Task:
Where the data below has the string "water", return the whole line.

(Data in this exercise begins)

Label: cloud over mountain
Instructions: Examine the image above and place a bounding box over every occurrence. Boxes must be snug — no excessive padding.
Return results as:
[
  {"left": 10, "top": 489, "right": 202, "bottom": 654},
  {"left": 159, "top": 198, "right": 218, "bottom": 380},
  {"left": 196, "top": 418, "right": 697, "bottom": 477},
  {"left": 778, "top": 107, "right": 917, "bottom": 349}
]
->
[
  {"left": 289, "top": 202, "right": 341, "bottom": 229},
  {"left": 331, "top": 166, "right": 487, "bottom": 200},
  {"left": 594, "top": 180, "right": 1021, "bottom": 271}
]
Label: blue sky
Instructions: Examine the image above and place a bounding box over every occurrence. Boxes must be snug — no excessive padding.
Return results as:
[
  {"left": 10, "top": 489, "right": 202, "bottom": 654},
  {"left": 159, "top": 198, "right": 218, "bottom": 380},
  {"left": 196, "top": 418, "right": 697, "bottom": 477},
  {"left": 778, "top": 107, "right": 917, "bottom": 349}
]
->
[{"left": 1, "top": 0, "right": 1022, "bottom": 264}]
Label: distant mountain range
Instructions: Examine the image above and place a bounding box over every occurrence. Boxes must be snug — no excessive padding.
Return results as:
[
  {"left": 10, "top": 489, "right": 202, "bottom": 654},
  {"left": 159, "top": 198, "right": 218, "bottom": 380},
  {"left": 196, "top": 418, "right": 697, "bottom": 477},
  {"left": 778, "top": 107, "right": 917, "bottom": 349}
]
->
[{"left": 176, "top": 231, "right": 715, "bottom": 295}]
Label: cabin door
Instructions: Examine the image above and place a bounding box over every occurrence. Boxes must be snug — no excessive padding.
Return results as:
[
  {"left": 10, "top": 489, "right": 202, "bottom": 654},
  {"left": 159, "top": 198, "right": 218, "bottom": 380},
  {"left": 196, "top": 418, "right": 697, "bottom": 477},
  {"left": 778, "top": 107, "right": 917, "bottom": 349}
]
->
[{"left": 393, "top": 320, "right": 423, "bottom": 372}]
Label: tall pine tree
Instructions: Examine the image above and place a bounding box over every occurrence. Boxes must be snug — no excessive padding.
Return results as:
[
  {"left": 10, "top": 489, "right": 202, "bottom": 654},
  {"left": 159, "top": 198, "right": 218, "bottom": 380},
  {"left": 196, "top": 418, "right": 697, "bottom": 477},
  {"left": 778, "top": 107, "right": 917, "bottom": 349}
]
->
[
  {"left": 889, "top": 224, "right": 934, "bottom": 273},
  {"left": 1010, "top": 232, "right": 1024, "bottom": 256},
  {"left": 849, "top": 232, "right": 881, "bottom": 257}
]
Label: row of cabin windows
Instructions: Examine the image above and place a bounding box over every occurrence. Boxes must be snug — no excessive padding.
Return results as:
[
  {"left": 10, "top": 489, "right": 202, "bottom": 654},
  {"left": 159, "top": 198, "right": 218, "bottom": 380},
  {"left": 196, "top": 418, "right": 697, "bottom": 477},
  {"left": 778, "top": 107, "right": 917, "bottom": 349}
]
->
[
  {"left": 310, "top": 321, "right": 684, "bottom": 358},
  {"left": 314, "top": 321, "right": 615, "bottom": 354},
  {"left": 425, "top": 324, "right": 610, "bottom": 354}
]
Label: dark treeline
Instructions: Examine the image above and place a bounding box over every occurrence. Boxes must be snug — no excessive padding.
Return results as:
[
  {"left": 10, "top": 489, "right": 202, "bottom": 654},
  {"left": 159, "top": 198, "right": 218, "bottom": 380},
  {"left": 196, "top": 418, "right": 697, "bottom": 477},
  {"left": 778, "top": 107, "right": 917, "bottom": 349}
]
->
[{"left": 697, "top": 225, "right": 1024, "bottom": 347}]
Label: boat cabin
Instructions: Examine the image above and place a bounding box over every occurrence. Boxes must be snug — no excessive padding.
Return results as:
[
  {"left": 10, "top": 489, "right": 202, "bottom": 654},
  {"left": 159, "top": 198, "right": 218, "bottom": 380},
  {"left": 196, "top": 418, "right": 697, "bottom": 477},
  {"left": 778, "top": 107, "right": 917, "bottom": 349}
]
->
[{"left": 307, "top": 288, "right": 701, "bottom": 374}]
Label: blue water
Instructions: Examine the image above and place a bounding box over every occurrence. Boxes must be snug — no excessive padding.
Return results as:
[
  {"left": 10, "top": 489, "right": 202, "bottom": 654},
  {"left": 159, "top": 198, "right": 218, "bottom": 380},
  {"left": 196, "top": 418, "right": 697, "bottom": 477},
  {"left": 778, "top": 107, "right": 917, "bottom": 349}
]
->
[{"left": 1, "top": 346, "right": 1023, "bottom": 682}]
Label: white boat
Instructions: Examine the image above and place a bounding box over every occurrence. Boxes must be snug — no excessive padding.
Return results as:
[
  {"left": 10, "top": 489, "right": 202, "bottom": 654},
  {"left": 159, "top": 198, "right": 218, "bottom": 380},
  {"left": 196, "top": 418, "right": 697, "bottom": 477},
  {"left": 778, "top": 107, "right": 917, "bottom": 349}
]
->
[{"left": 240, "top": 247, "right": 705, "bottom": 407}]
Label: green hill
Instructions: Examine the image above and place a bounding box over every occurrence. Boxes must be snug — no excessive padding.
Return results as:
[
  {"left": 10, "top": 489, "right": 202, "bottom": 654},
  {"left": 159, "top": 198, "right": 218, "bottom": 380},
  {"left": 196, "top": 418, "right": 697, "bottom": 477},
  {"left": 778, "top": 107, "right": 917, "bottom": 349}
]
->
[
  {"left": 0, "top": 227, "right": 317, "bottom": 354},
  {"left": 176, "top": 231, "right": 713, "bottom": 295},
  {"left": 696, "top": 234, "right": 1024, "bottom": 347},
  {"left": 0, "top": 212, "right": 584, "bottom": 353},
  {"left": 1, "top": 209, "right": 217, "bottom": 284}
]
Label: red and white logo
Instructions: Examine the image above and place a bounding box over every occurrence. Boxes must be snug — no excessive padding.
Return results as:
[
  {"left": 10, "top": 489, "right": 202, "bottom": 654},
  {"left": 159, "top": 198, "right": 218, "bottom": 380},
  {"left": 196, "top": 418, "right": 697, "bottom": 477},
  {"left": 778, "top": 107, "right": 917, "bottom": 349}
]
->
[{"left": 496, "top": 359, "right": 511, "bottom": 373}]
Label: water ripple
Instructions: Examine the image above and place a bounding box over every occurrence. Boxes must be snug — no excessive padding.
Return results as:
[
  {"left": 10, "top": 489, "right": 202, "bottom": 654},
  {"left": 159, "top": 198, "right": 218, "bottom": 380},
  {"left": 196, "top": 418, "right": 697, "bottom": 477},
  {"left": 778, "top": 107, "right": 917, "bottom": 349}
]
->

(Data in this exercise ends)

Answer:
Label: blue water
Label: water ripple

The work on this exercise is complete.